WHAT THIS TASK INVOLVES: Reproduce the records below word for word, taking only the stretch from the line that contains "Could you point out the forest" through the line that contains "<point>43,267</point>", with both of those lines included.

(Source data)
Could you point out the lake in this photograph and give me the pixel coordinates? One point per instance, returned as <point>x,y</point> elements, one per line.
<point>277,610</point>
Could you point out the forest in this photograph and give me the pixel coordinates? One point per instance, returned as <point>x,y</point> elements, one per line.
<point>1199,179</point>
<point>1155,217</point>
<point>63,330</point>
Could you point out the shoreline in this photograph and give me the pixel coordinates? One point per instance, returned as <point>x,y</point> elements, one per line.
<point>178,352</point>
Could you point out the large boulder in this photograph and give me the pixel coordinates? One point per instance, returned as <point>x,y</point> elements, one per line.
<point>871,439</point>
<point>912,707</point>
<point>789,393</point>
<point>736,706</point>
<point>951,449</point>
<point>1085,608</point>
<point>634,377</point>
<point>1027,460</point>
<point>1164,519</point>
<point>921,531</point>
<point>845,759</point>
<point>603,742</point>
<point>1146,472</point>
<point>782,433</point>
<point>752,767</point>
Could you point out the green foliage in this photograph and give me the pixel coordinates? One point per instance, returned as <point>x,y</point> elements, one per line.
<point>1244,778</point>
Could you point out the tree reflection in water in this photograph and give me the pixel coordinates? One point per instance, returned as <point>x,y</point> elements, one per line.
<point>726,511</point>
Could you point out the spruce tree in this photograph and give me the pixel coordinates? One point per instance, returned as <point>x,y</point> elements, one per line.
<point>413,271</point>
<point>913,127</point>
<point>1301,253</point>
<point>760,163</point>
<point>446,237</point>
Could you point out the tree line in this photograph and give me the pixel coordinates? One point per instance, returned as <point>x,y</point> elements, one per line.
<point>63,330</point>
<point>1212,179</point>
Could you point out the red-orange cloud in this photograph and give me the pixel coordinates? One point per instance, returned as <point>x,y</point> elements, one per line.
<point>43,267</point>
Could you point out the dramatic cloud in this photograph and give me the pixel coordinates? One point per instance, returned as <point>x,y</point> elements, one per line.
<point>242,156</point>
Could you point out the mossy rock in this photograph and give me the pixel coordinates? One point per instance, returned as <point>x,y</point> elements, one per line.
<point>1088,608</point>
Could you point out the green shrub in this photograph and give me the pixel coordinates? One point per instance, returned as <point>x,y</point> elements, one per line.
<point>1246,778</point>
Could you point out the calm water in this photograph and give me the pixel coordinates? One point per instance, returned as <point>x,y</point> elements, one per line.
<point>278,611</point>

OUTPUT OF THE EXERCISE:
Could you point out the forest in this photograph and give me the pixel coordinates? One point per instance, returned as <point>x,y</point> elements, one per line.
<point>1199,179</point>
<point>1155,217</point>
<point>63,330</point>
Could you point out the shoreline in this photograph and give me the pixel coordinates? One point per instance, returned as <point>x,y</point> elements, one per line.
<point>178,352</point>
Could you point out the large boulder in this photograph and give me the pixel coordinates? One point per instance, returned as <point>x,y</point> elements, one per line.
<point>871,439</point>
<point>912,707</point>
<point>789,393</point>
<point>736,706</point>
<point>951,449</point>
<point>1085,608</point>
<point>634,377</point>
<point>1027,460</point>
<point>1164,519</point>
<point>921,531</point>
<point>845,759</point>
<point>603,742</point>
<point>1146,472</point>
<point>782,433</point>
<point>752,767</point>
Could you point out the green foliage in this photograph and give me the pixel coordinates? One point per instance, returned as <point>x,y</point> elements, one per line.
<point>1244,778</point>
Could you point out the tree reflection in water in this photograph and give me the pixel coordinates? One point per instance, returned as <point>x,y</point> elements, one per line.
<point>726,511</point>
Could you point out the spruce tree in this photograph and give me the pixel coordinates? One point per instance, returned as <point>x,y</point> elements, one per line.
<point>413,271</point>
<point>913,127</point>
<point>1301,253</point>
<point>760,163</point>
<point>446,237</point>
Could you point out the tree line in this photograph and give me the pixel coordinates? One point per instance, returned as <point>x,y</point> elements, one per line.
<point>63,330</point>
<point>1212,179</point>
Could you point out the red-orange cloud in this photograph and give me the pixel coordinates? One point per instance, returned as <point>x,y</point> elements, one per line.
<point>43,267</point>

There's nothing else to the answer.